### [READING PASSAGE]
GPU Decision Tree - Follow this flowchart to determine optimal execution backend.

GPU Performance Sweet Spot:

Factor	Threshold	Reasoning
Duration	> 60 seconds	Amortizes data transfer overhead
Channels	≥ 4 channels	Exploits parallel processing
Batch Size	> 5 files	Transfer overhead amortized across batch
FIR Taps	> 100 taps	Convolution highly parallelizable
IIR Chain	≥ 3 filters	Accumulated compute benefits

CPU Preferred Cases:

Real-time processing: More predictable latency
Short signals (<30s): Transfer overhead dominates
Single channel: Insufficient parallelism
IIR filters only: Less GPU benefit than FIR

Tip

When in doubt, benchmark your specific workload. Use the patterns from the benchmark suite as templates.

Filter Chain Optimization#

Optimize filter chains by pre-computing coefficients and reusing filters:

import torch.nn as nn
from torchfx import Wave
from torchfx.filter import DesignableFIR, HiButterworth

SAMPLE_RATE = 44100

# Create filter chain
fchain = nn.Sequential(
    DesignableFIR(num_taps=101, cutoff=1000, fs=SAMPLE_RATE),
    HiButterworth(cutoff=500, order=2, fs=SAMPLE_RATE),
)

# Pre-compute coefficients once during initialization
for f in fchain:
    f.compute_coefficients()

# For IIR filters, also move coefficients to device
device = "cuda" if torch.cuda.is_available() else "cpu"
fchain.to(device)

for f in fchain:
    if hasattr(f, 'move_coeff'):
        f.move_coeff(device)

### [DIRECTIONS]
Reproduce word for word the stretch of the GPU decision guide from "# For IIR filters, also" through "f.move_coeff(device)".

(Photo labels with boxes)
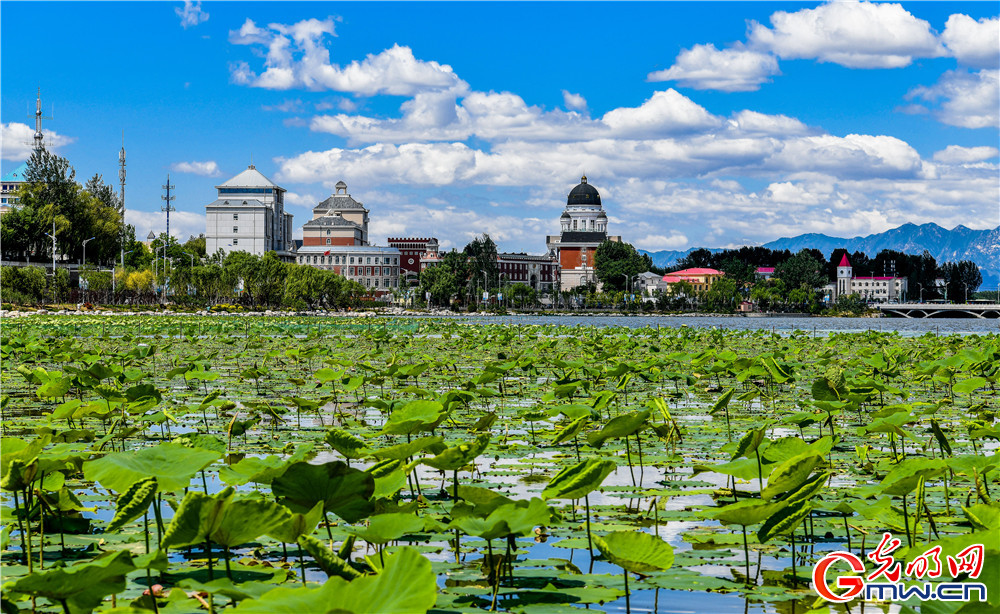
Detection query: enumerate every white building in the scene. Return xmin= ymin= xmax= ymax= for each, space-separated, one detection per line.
xmin=827 ymin=254 xmax=907 ymax=303
xmin=205 ymin=164 xmax=295 ymax=262
xmin=545 ymin=175 xmax=622 ymax=290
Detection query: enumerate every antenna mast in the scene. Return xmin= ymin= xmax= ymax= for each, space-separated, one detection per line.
xmin=31 ymin=88 xmax=52 ymax=153
xmin=160 ymin=173 xmax=177 ymax=241
xmin=118 ymin=130 xmax=125 ymax=268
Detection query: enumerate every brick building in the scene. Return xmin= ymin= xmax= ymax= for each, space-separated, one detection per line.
xmin=387 ymin=237 xmax=438 ymax=284
xmin=545 ymin=175 xmax=622 ymax=290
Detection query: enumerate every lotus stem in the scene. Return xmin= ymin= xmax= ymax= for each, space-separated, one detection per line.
xmin=622 ymin=567 xmax=632 ymax=614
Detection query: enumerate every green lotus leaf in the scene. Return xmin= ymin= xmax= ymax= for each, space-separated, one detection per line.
xmin=209 ymin=497 xmax=292 ymax=548
xmin=107 ymin=478 xmax=156 ymax=533
xmin=760 ymin=453 xmax=823 ymax=500
xmin=733 ymin=427 xmax=767 ymax=460
xmin=323 ymin=428 xmax=371 ymax=458
xmin=962 ymin=504 xmax=1000 ymax=531
xmin=83 ymin=443 xmax=222 ymax=492
xmin=948 ymin=377 xmax=989 ymax=396
xmin=380 ymin=399 xmax=447 ymax=435
xmin=371 ymin=435 xmax=445 ymax=460
xmin=587 ymin=409 xmax=652 ymax=448
xmin=5 ymin=550 xmax=135 ymax=613
xmin=177 ymin=578 xmax=274 ymax=602
xmin=552 ymin=412 xmax=590 ymax=446
xmin=160 ymin=486 xmax=233 ymax=550
xmin=708 ymin=388 xmax=736 ymax=415
xmin=709 ymin=499 xmax=785 ymax=527
xmin=298 ymin=535 xmax=361 ymax=580
xmin=594 ymin=531 xmax=674 ymax=573
xmin=351 ymin=513 xmax=424 ymax=544
xmin=757 ymin=500 xmax=812 ymax=544
xmin=879 ymin=457 xmax=947 ymax=496
xmin=271 ymin=461 xmax=375 ymax=522
xmin=542 ymin=458 xmax=618 ymax=499
xmin=235 ymin=548 xmax=437 ymax=614
xmin=267 ymin=501 xmax=323 ymax=544
xmin=421 ymin=433 xmax=490 ymax=471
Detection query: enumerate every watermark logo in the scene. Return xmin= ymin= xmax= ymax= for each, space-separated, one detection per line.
xmin=813 ymin=533 xmax=986 ymax=603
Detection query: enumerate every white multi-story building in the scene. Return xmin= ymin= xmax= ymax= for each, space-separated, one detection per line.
xmin=545 ymin=175 xmax=622 ymax=290
xmin=205 ymin=164 xmax=295 ymax=262
xmin=827 ymin=254 xmax=907 ymax=303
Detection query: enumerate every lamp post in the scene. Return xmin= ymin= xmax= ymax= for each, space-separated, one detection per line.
xmin=45 ymin=221 xmax=56 ymax=303
xmin=111 ymin=249 xmax=135 ymax=296
xmin=82 ymin=237 xmax=97 ymax=266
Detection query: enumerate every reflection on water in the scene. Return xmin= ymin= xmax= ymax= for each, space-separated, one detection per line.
xmin=408 ymin=315 xmax=1000 ymax=336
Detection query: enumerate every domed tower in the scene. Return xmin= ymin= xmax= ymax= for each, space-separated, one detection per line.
xmin=546 ymin=175 xmax=621 ymax=290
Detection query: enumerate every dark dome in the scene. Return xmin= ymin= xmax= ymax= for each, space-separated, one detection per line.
xmin=566 ymin=175 xmax=601 ymax=207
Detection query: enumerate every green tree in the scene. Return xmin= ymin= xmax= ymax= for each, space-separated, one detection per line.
xmin=594 ymin=241 xmax=649 ymax=292
xmin=702 ymin=276 xmax=742 ymax=313
xmin=462 ymin=234 xmax=500 ymax=290
xmin=0 ymin=150 xmax=125 ymax=263
xmin=774 ymin=249 xmax=828 ymax=288
xmin=940 ymin=260 xmax=983 ymax=303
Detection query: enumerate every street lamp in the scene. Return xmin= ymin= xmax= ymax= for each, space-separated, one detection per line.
xmin=82 ymin=237 xmax=97 ymax=266
xmin=111 ymin=249 xmax=135 ymax=296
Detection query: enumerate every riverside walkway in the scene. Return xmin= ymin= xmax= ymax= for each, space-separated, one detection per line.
xmin=876 ymin=303 xmax=1000 ymax=319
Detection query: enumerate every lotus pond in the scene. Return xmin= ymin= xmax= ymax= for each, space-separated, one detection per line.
xmin=0 ymin=315 xmax=1000 ymax=614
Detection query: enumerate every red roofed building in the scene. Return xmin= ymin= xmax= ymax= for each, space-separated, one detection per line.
xmin=828 ymin=254 xmax=907 ymax=303
xmin=663 ymin=267 xmax=725 ymax=292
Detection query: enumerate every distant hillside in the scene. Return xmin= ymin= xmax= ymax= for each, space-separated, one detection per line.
xmin=640 ymin=224 xmax=1000 ymax=289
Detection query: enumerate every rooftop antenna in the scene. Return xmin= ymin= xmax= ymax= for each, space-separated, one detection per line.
xmin=31 ymin=87 xmax=55 ymax=153
xmin=160 ymin=173 xmax=177 ymax=240
xmin=118 ymin=130 xmax=127 ymax=268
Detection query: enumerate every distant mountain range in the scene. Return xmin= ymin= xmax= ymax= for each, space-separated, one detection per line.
xmin=639 ymin=224 xmax=1000 ymax=290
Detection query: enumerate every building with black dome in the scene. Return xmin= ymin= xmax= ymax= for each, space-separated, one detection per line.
xmin=545 ymin=175 xmax=622 ymax=290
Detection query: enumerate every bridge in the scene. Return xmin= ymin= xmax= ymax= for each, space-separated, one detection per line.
xmin=875 ymin=303 xmax=1000 ymax=319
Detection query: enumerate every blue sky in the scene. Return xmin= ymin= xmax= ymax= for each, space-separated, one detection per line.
xmin=0 ymin=1 xmax=1000 ymax=253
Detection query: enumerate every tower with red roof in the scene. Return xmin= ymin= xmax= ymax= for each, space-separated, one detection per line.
xmin=833 ymin=252 xmax=854 ymax=300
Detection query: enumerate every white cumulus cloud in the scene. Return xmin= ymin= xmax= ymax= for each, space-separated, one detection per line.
xmin=0 ymin=122 xmax=76 ymax=160
xmin=125 ymin=209 xmax=205 ymax=243
xmin=934 ymin=145 xmax=1000 ymax=164
xmin=941 ymin=13 xmax=1000 ymax=68
xmin=170 ymin=160 xmax=222 ymax=177
xmin=563 ymin=90 xmax=587 ymax=113
xmin=633 ymin=231 xmax=688 ymax=252
xmin=749 ymin=2 xmax=944 ymax=68
xmin=229 ymin=18 xmax=466 ymax=96
xmin=906 ymin=68 xmax=1000 ymax=128
xmin=174 ymin=0 xmax=208 ymax=30
xmin=646 ymin=43 xmax=780 ymax=92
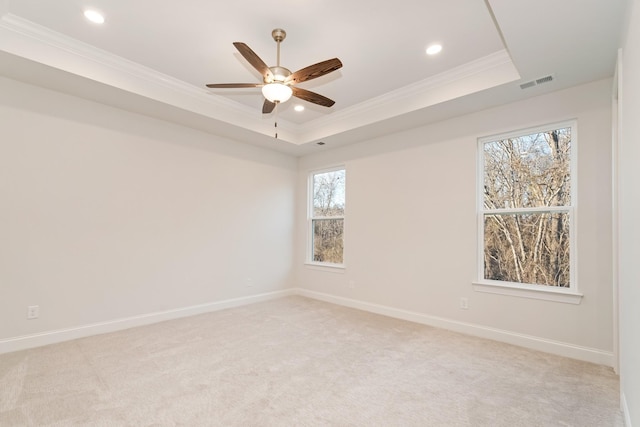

### [SOLUTION TO THE PROBLEM]
# For IIR filters, also move coefficients to device
device = "cuda" if torch.cuda.is_available() else "cpu"
fchain.to(device)

for f in fchain:
    if hasattr(f, 'move_coeff'):
        f.move_coeff(device)